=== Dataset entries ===
•••••

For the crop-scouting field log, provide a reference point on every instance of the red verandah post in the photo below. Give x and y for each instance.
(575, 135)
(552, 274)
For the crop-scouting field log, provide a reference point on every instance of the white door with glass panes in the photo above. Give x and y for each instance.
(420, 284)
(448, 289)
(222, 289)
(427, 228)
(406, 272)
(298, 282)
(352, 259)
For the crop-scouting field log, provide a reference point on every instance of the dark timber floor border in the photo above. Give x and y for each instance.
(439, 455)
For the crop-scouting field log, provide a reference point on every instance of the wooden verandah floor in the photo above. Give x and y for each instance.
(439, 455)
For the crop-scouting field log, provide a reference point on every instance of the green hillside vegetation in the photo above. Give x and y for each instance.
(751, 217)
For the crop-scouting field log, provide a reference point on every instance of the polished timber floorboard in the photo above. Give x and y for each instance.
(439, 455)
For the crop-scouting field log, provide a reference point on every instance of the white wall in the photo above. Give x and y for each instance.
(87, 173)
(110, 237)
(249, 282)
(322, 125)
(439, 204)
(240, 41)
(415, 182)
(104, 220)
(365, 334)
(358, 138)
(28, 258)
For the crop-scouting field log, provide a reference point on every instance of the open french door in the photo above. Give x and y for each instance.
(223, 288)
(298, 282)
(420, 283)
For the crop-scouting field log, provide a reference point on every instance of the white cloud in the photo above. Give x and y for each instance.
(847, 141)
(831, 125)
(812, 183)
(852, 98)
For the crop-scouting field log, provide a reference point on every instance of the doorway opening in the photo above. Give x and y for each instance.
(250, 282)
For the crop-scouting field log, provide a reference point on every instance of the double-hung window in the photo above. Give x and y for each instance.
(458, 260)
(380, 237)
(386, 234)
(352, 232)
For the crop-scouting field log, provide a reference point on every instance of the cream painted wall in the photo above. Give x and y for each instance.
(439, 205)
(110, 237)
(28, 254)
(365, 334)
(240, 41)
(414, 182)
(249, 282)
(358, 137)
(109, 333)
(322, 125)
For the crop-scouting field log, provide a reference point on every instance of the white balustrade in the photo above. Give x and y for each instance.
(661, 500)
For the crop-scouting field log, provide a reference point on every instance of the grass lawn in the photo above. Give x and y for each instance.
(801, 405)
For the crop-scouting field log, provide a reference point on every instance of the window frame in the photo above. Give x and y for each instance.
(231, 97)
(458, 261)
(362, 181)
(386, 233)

•••••

=== Problem description ===
In the answer, each line of the data must appear exactly as written.

=== Your solution ===
For the crop-scouting field log, provide a reference point on every instance of the red verandah post in the photo below. Give x and y for each instance.
(575, 135)
(552, 274)
For the crop-scouting field log, provide a reference point on every instance of the white door with glass panes in the photo above. Give x and y for each instance.
(420, 284)
(448, 289)
(222, 289)
(427, 228)
(406, 272)
(298, 282)
(352, 259)
For the crop-scouting field log, provide a reference point on every instance of the dark timber floor border in the photo above. Give x and y for each instance.
(439, 455)
For the crop-scouting field log, provide a reference point on every instance of the wooden verandah floor in the photo above. Give x and y for each instance.
(439, 455)
For the crop-scouting field log, provide a reference point on every instance of the green hillside vegetation in the photo above. Give x and y for each instance.
(751, 217)
For the crop-scouting field log, provide a reference point on every instance of the polished timber floorboard in the photo above. Give x and y for each instance.
(439, 455)
For the crop-scouting field log, provide a reference point on every instance of the white wall in the photo above. Give x and y for each instance.
(87, 173)
(110, 237)
(249, 282)
(322, 125)
(439, 204)
(240, 41)
(415, 182)
(104, 220)
(365, 334)
(358, 138)
(28, 258)
For the crop-scouting field log, provide a reference point on every instance of the open french door in the photo above. Give x and y for each instance.
(223, 288)
(298, 282)
(420, 283)
For the crop-scouting field log, provide a reference point on every instance of the white cloud in the photo above. Give x and y for each instance.
(847, 141)
(831, 125)
(812, 183)
(852, 98)
For the crop-scouting field log, provide a reference point on every instance of the doorway opening in the photo above. Give x and y for each instance.
(250, 282)
For the crop-scouting field log, provide a reference point on every instance of the double-hung window in the photo above. Give x and y for each instance.
(458, 260)
(380, 237)
(386, 234)
(352, 232)
For the crop-scouting field log, provide a reference point on every instance of the cream painted wall in the photo above. Give x and y for each instance.
(439, 205)
(110, 237)
(28, 254)
(365, 334)
(240, 41)
(414, 182)
(249, 282)
(358, 137)
(109, 333)
(322, 125)
For the crop-scouting field log, provide a reference point on every instance of the white balustrade in the photo above. Give x and y for each instance.
(661, 500)
For the crop-scouting field log, provide a reference point on every instance of the grass lawn in the photo above. Give x and y for each instance.
(801, 405)
For the crop-scouting field log, provide a reference point on every instance of the window frame in the photo above. Give x and y for each instance.
(231, 97)
(458, 261)
(362, 181)
(386, 233)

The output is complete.